#### SET PROBLEM A
According to the article on proposed customs service fee rules, by what date must stakeholders submit their position papers?
#### SET PROBLEM B
Retype part of the article on proposed customs service fee rules, beginning at the words "The draft customs" and stopping after "the proposed order.".
#### SET PROBLEM C
Extend the article on proposed customs service fee rules, picking up after its final sentence.

#### READING TEXT
☆ ☆ ☆
The Department of Finance (DOF) and Bureau of Customs (BOC) have proposed rules covering the process of collecting customs service fees from stakeholders.
The draft customs administrative order (CAO) seeks to implement several provisions of the Customs Modernization and Tariff Act and repeal CAO No. 02-2001 issued in 2001, which prescribes customs fees and charges. It also amends or repeals Customs Memorandum Order (CMO) No. 14-2014, as well as CAO No. 2-2004, CAO No. 1-2005, CAO No. 4-2013, CAO No. 7-2011, CAO No. 7-1992, and other issuances that are inconsistent with the proposed order.
Stakeholders have until May 18 to submit their position papers. A public consultation on the draft will also be held on the same day.
The draft rule encompasses all customs service fees collected by BOC from shipping lines, airlines, locators, air express operators, importers, exporters, customs brokers, and all other parties served by the agency, and mandates how these fees are to be used. Covered under the latest CAO are supervision and monitoring fees, transaction processing fees, and administrative fees.
☆ ☆ ☆
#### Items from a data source
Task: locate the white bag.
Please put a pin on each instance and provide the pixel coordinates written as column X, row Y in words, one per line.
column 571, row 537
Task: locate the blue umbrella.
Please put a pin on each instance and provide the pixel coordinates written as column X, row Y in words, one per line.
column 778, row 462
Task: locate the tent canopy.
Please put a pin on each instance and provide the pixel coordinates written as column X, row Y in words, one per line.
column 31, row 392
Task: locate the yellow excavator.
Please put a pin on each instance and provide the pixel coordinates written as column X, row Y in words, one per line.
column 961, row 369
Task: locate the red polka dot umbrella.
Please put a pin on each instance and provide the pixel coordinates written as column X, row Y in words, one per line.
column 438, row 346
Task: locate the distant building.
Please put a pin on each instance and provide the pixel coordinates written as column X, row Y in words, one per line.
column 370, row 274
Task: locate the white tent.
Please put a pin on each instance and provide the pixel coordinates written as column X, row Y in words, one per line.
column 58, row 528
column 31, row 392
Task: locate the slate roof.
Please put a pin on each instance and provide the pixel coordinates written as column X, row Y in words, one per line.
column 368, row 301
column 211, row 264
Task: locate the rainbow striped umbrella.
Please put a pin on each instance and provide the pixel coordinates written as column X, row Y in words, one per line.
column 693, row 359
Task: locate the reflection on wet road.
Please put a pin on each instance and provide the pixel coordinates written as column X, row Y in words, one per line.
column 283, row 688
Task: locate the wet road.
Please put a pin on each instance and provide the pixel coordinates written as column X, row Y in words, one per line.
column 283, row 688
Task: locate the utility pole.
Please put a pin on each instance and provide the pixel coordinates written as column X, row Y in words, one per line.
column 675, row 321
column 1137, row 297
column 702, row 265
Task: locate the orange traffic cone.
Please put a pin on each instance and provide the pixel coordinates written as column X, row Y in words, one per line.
☆ ☆ ☆
#### OUTPUT A
May 18

#### OUTPUT B
The draft customs administrative order (CAO) seeks to implement several provisions of the Customs Modernization and Tariff Act and repeal CAO No. 02-2001 issued in 2001, which prescribes customs fees and charges. It also amends or repeals Customs Memorandum Order (CMO) No. 14-2014, as well as CAO No. 2-2004, CAO No. 1-2005, CAO No. 4-2013, CAO No. 7-2011, CAO No. 7-1992, and other issuances that are inconsistent with the proposed order.

#### OUTPUT C
The draft states that all customs service fees collected should be properly issued a receipt and be deposited. Supervision and monitoring fees are to be deposited in a trust fund created for the purpose, while administrative fees should be placed in the general fund.
The proposed order also states that overtime pay should be given to employees that render customs services beyond official working hours. Meal, transportation, and accommodation allowances must be given when an employee has to travel outside of official work station or worksite to render customs services.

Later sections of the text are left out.